**WORK INSTRUCTION:** Starting at the top line and ending at the last, restate the records exactly.

··· DATA SUPPLIED ···

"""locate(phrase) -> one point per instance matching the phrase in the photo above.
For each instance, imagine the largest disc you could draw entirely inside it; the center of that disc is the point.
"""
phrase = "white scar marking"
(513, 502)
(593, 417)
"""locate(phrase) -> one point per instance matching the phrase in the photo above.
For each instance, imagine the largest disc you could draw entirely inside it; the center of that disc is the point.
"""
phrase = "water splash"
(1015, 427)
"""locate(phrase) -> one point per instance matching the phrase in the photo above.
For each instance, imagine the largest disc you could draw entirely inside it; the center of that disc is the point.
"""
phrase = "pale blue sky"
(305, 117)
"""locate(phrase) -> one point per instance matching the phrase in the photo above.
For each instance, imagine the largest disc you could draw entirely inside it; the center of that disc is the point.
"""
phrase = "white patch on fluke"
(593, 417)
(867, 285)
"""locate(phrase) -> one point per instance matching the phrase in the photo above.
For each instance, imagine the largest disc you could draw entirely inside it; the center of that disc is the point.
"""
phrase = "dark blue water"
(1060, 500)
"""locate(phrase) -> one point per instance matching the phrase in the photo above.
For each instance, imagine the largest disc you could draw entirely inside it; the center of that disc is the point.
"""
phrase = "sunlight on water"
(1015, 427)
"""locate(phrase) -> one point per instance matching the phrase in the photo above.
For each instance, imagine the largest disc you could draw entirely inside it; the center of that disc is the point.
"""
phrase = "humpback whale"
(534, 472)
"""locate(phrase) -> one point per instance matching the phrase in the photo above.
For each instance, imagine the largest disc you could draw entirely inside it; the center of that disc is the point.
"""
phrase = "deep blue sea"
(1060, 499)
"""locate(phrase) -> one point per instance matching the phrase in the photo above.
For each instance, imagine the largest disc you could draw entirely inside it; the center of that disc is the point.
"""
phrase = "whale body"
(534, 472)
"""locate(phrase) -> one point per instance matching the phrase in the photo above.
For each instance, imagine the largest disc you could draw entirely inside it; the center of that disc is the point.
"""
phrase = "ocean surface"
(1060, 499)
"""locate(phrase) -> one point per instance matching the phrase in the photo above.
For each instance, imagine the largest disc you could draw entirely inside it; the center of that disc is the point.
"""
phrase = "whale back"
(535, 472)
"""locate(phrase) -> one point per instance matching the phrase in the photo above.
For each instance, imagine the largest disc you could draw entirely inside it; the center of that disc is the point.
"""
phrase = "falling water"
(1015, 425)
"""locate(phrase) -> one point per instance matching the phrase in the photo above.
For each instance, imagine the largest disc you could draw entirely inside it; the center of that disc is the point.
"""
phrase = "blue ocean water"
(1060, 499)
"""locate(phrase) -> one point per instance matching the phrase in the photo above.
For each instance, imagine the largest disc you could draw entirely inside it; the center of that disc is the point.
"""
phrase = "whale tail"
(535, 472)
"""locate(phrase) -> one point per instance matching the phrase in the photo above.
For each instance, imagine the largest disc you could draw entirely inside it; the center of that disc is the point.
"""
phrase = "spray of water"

···

**ANSWER TO THE EXERCISE:**
"""locate(phrase) -> one point per instance matching the phrase in the photo above.
For each instance, imagine the largest disc you could draw entirely inside it; the center of that disc is the point.
"""
phrase = "white scar marking"
(513, 502)
(593, 417)
"""locate(phrase) -> one point per instance matching the phrase in the photo above.
For each instance, imagine the largest disc you could draw entirely inside it; the center of that disc is the point.
"""
phrase = "water splash"
(1015, 427)
"""locate(phrase) -> one point per instance matching the phrase in the photo above.
For each instance, imagine the largest disc you could draw entirely inside it; the center of that disc is the point.
"""
phrase = "pale blue sky"
(305, 117)
"""locate(phrase) -> one point per instance matching the phrase in the photo above.
For each instance, imagine the largest disc you could draw entirely inside it; the center of that disc is the point.
"""
phrase = "white patch on fluke"
(593, 417)
(867, 285)
"""locate(phrase) -> one point per instance matching the phrase in the photo above.
For each instance, imagine the largest disc you could draw entirely inside it; the center of that disc is the point.
"""
phrase = "dark blue water"
(1060, 500)
"""locate(phrase) -> one point per instance matching the phrase in the photo above.
For each instance, imagine the largest disc you could draw entirely inside it; the center of that disc is the point.
"""
phrase = "sunlight on water"
(1015, 427)
"""locate(phrase) -> one point per instance matching the phrase in the photo above.
For each instance, imagine the largest disc you could draw entirely inside it; the center of that disc is the point.
"""
phrase = "humpback whale"
(534, 472)
"""locate(phrase) -> one point per instance matching the phrase in the photo above.
For each instance, imagine the largest disc you could draw entirely inside it; the center of that disc is the point.
"""
phrase = "deep blue sea"
(1060, 499)
"""locate(phrase) -> one point per instance matching the phrase in the photo above.
For each instance, imagine the largest disc you could draw entirely inside it; the center of that disc is the point.
"""
phrase = "whale body"
(534, 472)
"""locate(phrase) -> one point per instance matching the phrase in the photo above.
For each instance, imagine the largest disc you could draw entirely inside it; the center of that disc is the point.
"""
phrase = "ocean surface"
(1060, 499)
"""locate(phrase) -> one point per instance matching the phrase in the photo above.
For each instance, imagine the largest disc you could draw entirely inside it; the center of that disc is the point.
"""
phrase = "whale back"
(535, 472)
"""locate(phrase) -> one point per instance matching the phrase in the photo above.
For each instance, imagine the largest disc you could draw entirely inside it; the center of that disc is the point.
"""
phrase = "falling water"
(1015, 425)
"""locate(phrase) -> one point per instance matching the phrase in the photo above.
For each instance, imagine the largest disc you could draw entirely inside it; the center of that disc is the point.
"""
phrase = "blue ocean water"
(1060, 499)
"""locate(phrase) -> one point per instance matching the phrase in the photo above.
For each instance, imagine the largest disc you could draw entirely inside it; the center of that disc is the point.
"""
phrase = "whale tail"
(535, 472)
"""locate(phrase) -> one point per instance matching the phrase in the photo above.
For each instance, imagine the largest disc you could draw entirely inside it; the center of that disc is the point.
"""
phrase = "spray of water"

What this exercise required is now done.